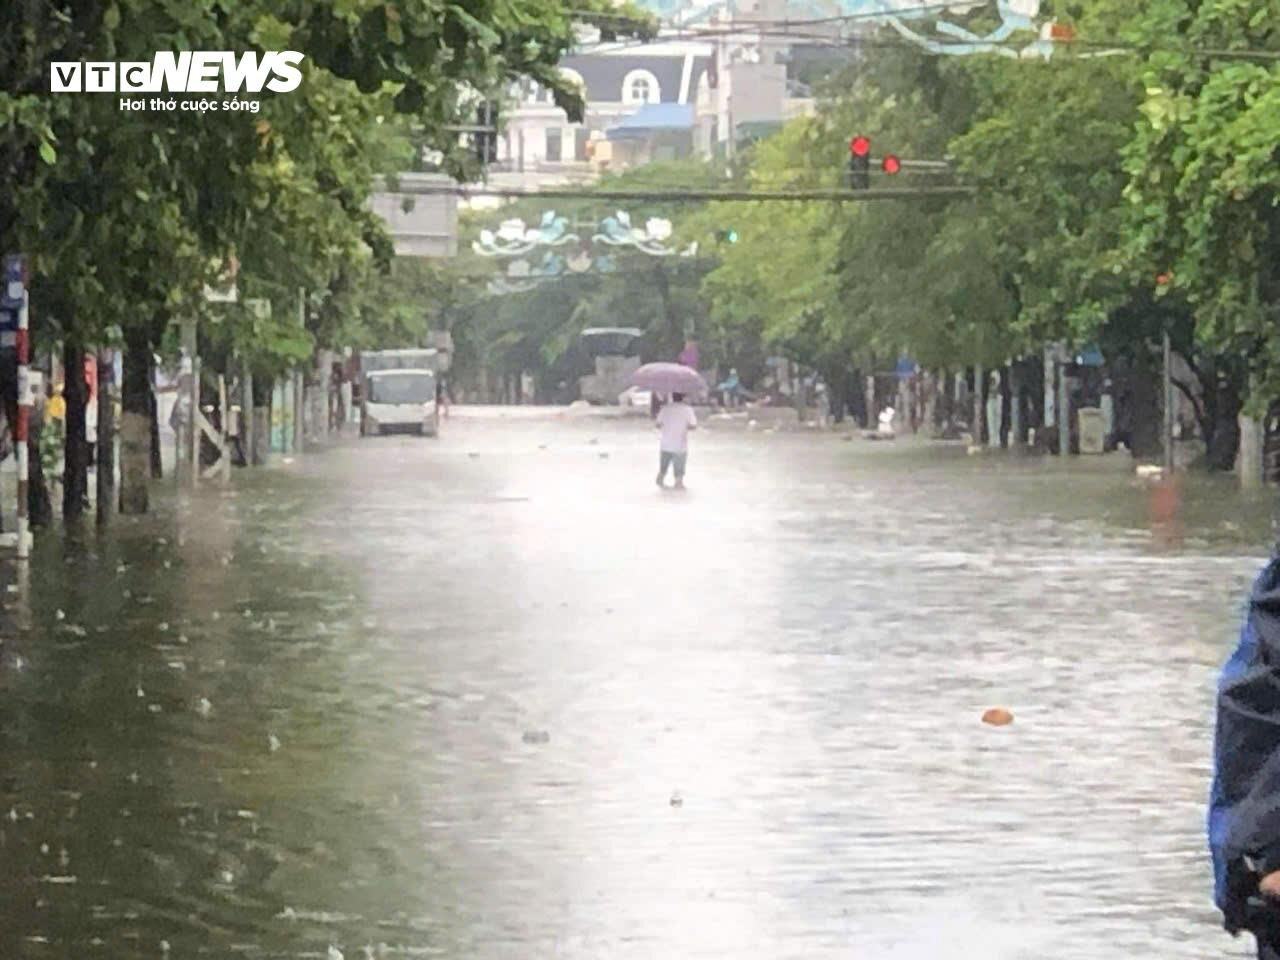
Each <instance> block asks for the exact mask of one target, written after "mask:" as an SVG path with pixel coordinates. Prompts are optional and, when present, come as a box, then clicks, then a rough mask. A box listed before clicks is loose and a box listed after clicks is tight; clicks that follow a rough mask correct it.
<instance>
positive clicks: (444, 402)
mask: <svg viewBox="0 0 1280 960" xmlns="http://www.w3.org/2000/svg"><path fill="white" fill-rule="evenodd" d="M435 406H436V408H438V410H439V411H440V416H443V417H444V419H445V420H448V419H449V406H451V403H449V385H448V384H447V383H444V378H443V376H442V378H440V379H439V380H436V381H435Z"/></svg>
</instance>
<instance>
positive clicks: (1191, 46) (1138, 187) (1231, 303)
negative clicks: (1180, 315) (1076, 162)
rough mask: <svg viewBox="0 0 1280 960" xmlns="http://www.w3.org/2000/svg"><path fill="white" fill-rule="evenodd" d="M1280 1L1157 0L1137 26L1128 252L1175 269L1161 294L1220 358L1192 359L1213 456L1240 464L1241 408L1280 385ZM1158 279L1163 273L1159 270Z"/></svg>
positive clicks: (1141, 258) (1128, 188)
mask: <svg viewBox="0 0 1280 960" xmlns="http://www.w3.org/2000/svg"><path fill="white" fill-rule="evenodd" d="M1275 15H1276V9H1275V4H1272V3H1266V1H1265V0H1249V1H1247V3H1230V4H1229V3H1222V1H1221V0H1211V1H1210V3H1197V4H1190V3H1183V1H1180V0H1162V1H1161V3H1155V4H1147V5H1144V8H1143V12H1142V15H1140V17H1139V18H1137V20H1135V23H1134V24H1133V26H1132V27H1130V29H1129V32H1128V37H1129V38H1130V40H1133V41H1135V42H1138V44H1142V45H1143V47H1144V49H1149V50H1151V52H1149V54H1148V55H1147V58H1146V60H1144V63H1143V65H1142V67H1143V69H1142V88H1143V96H1142V101H1140V105H1139V111H1140V120H1139V122H1138V123H1137V124H1135V129H1134V136H1133V137H1132V140H1130V142H1129V143H1128V146H1126V147H1125V152H1124V156H1125V166H1126V170H1128V173H1129V183H1128V187H1126V191H1125V197H1126V200H1128V201H1129V210H1130V214H1132V215H1130V218H1129V220H1128V225H1129V227H1130V229H1132V242H1130V244H1129V251H1130V256H1132V259H1133V260H1134V261H1135V262H1142V264H1144V265H1146V266H1147V269H1148V270H1149V271H1151V273H1162V274H1165V275H1166V276H1167V278H1169V280H1170V282H1169V283H1167V284H1162V285H1161V287H1160V289H1158V291H1155V289H1153V293H1155V296H1157V297H1158V298H1161V300H1162V301H1167V303H1169V306H1170V307H1171V308H1172V310H1175V311H1183V312H1187V314H1189V315H1190V317H1192V319H1193V328H1192V335H1190V339H1192V342H1193V343H1194V346H1196V349H1197V352H1198V353H1201V355H1202V356H1207V357H1208V360H1210V362H1207V364H1198V365H1197V366H1194V367H1193V369H1194V370H1197V372H1198V374H1199V376H1198V379H1199V381H1201V385H1202V387H1203V388H1204V390H1203V398H1204V401H1203V403H1201V404H1199V406H1198V411H1197V412H1198V415H1199V416H1201V421H1202V428H1203V429H1204V431H1206V438H1207V439H1208V443H1210V462H1211V463H1212V465H1213V466H1219V467H1222V468H1228V467H1230V466H1231V462H1233V461H1234V457H1235V448H1236V444H1238V426H1236V415H1238V413H1239V411H1240V410H1242V406H1243V403H1244V399H1245V397H1247V394H1248V380H1249V378H1251V375H1252V378H1253V380H1254V392H1253V397H1254V399H1253V403H1254V407H1256V408H1258V410H1265V407H1266V398H1267V397H1274V396H1276V390H1277V388H1280V362H1277V361H1280V342H1277V337H1276V333H1275V320H1276V316H1277V308H1280V212H1277V209H1276V201H1277V188H1280V165H1277V163H1276V161H1277V160H1280V152H1277V148H1276V146H1275V131H1276V128H1277V122H1280V92H1277V91H1280V87H1277V84H1276V79H1277V77H1280V65H1277V63H1276V59H1275V58H1274V56H1265V58H1262V59H1253V58H1251V56H1248V55H1244V56H1234V55H1231V54H1230V52H1228V54H1210V52H1201V51H1204V50H1217V51H1233V50H1240V51H1244V50H1262V51H1277V50H1280V46H1277V42H1276V36H1275V31H1274V18H1275ZM1153 287H1155V284H1153Z"/></svg>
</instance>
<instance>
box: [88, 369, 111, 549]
mask: <svg viewBox="0 0 1280 960" xmlns="http://www.w3.org/2000/svg"><path fill="white" fill-rule="evenodd" d="M114 399H115V362H114V356H113V353H111V351H109V349H104V351H99V355H97V452H96V453H97V456H96V457H95V458H93V460H95V462H96V463H97V522H99V524H105V522H106V521H108V518H109V517H110V516H111V503H113V500H114V499H115V498H114V493H115V403H114Z"/></svg>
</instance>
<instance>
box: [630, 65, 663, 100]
mask: <svg viewBox="0 0 1280 960" xmlns="http://www.w3.org/2000/svg"><path fill="white" fill-rule="evenodd" d="M660 100H662V91H660V90H659V87H658V78H657V77H654V76H653V74H652V73H649V70H631V73H628V74H627V76H626V77H625V78H623V79H622V102H623V104H657V102H660Z"/></svg>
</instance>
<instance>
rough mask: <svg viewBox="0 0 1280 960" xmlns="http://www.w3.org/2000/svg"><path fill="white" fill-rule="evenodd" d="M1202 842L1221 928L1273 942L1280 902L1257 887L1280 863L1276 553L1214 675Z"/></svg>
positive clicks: (1278, 714) (1279, 713) (1279, 588)
mask: <svg viewBox="0 0 1280 960" xmlns="http://www.w3.org/2000/svg"><path fill="white" fill-rule="evenodd" d="M1208 844H1210V850H1211V852H1212V855H1213V899H1215V901H1216V902H1217V905H1219V908H1220V909H1221V910H1222V918H1224V924H1225V925H1226V929H1229V931H1231V932H1233V933H1236V932H1239V931H1244V929H1248V931H1253V932H1254V933H1256V934H1257V936H1258V942H1260V948H1262V950H1263V951H1266V950H1268V948H1272V947H1275V946H1276V945H1280V905H1276V904H1272V902H1270V901H1267V902H1265V901H1262V899H1261V897H1260V896H1258V888H1257V887H1258V879H1260V878H1261V877H1263V876H1266V874H1267V873H1271V872H1274V870H1280V558H1276V559H1272V561H1271V562H1270V563H1267V566H1266V567H1265V568H1263V570H1262V573H1260V575H1258V579H1257V580H1256V581H1254V584H1253V590H1252V593H1251V594H1249V600H1248V607H1247V611H1245V614H1244V623H1243V626H1242V627H1240V639H1239V644H1238V645H1236V648H1235V652H1234V653H1233V654H1231V657H1230V659H1229V660H1228V662H1226V666H1225V667H1224V668H1222V673H1221V676H1220V678H1219V689H1217V730H1216V732H1215V737H1213V786H1212V792H1211V796H1210V809H1208ZM1263 955H1270V954H1263Z"/></svg>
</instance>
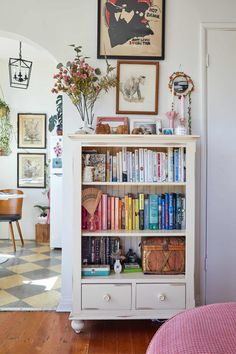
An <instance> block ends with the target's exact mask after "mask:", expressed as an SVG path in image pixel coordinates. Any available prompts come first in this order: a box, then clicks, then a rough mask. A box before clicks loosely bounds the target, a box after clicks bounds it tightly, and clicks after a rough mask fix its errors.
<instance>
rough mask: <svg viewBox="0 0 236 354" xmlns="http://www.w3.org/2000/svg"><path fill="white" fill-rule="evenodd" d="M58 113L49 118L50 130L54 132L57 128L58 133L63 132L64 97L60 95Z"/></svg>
mask: <svg viewBox="0 0 236 354" xmlns="http://www.w3.org/2000/svg"><path fill="white" fill-rule="evenodd" d="M56 109H57V113H56V114H54V115H52V116H51V117H50V118H49V124H48V130H49V131H50V132H52V131H53V130H54V129H55V128H56V133H57V135H62V134H63V98H62V95H58V96H57V99H56Z"/></svg>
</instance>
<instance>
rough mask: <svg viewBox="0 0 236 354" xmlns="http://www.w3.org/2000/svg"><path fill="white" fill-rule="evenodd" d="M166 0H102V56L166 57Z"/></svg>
mask: <svg viewBox="0 0 236 354" xmlns="http://www.w3.org/2000/svg"><path fill="white" fill-rule="evenodd" d="M164 33H165V0H98V41H97V42H98V44H97V56H98V58H105V57H107V58H113V59H149V60H163V59H164V45H165V43H164Z"/></svg>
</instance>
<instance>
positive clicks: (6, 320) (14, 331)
mask: <svg viewBox="0 0 236 354" xmlns="http://www.w3.org/2000/svg"><path fill="white" fill-rule="evenodd" d="M158 327H159V325H158V324H156V323H153V322H151V321H136V320H117V321H86V322H85V327H84V330H83V332H81V333H80V334H76V333H75V332H74V331H73V330H72V328H71V325H70V321H69V320H68V313H55V312H0V328H1V330H0V353H1V354H16V353H17V354H29V353H35V354H145V352H146V349H147V346H148V344H149V342H150V340H151V338H152V336H153V335H154V333H155V332H156V330H157V329H158Z"/></svg>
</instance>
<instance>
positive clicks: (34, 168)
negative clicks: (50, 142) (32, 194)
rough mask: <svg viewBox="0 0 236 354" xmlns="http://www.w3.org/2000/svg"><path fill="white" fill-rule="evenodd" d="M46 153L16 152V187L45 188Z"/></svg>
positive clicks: (23, 187)
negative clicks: (16, 180)
mask: <svg viewBox="0 0 236 354" xmlns="http://www.w3.org/2000/svg"><path fill="white" fill-rule="evenodd" d="M45 165H46V154H27V153H18V154H17V187H19V188H46V173H45Z"/></svg>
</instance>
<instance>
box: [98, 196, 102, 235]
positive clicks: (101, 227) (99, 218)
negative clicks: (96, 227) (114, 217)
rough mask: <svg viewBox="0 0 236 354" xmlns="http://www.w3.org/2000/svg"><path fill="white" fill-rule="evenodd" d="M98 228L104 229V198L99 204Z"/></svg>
mask: <svg viewBox="0 0 236 354" xmlns="http://www.w3.org/2000/svg"><path fill="white" fill-rule="evenodd" d="M98 230H102V199H101V200H100V202H99V204H98Z"/></svg>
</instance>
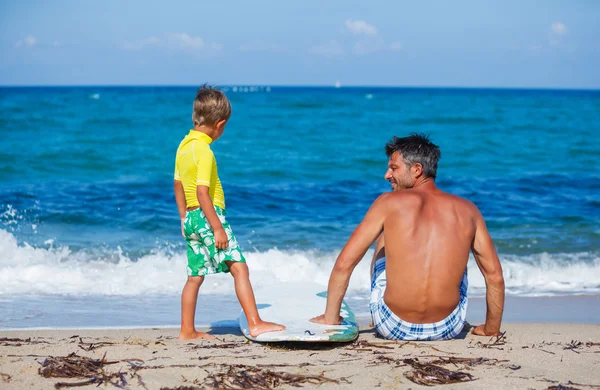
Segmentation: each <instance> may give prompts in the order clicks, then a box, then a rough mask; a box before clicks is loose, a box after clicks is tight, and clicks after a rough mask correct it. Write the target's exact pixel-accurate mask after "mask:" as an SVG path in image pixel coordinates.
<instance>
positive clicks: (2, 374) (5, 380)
mask: <svg viewBox="0 0 600 390" xmlns="http://www.w3.org/2000/svg"><path fill="white" fill-rule="evenodd" d="M0 378H2V382H10V380H11V379H12V376H10V375H8V374H5V373H3V372H0Z"/></svg>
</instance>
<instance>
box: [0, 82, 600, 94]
mask: <svg viewBox="0 0 600 390" xmlns="http://www.w3.org/2000/svg"><path fill="white" fill-rule="evenodd" d="M208 84H209V85H213V86H215V87H220V88H221V87H229V88H233V87H238V88H240V87H241V88H267V87H269V88H328V89H344V88H378V89H479V90H528V91H588V92H593V91H600V86H599V87H533V86H519V87H516V86H504V87H500V86H456V85H422V86H419V85H366V84H354V85H352V84H348V85H339V86H338V85H332V84H219V83H215V84H210V83H208ZM200 85H201V84H38V85H36V84H0V88H156V87H161V88H198V87H199V86H200Z"/></svg>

··········

__Exercise requirements__: Locate the word "with" in the records above, and return each line that has it.

__Answer box__:
Each <instance> block asks for the exact mask of one target, written after "mask:" as an SVG path with pixel coordinates. Prompts are optional and, when present, come as a box, then clicks, then a rough mask. A box listed before clicks is loose and a box listed after clicks is tight; clicks that follow a rough mask correct it.
An <instance> block ends with the target's exact mask after "mask:", expressed as an SVG path in image pixel coordinates. Any available prompts come first in this order: a box, then clicks, then a rough mask. A box before clicks loosely bounds the target, a box after clicks bounds it tightly, and clicks after a rough mask fix its errors.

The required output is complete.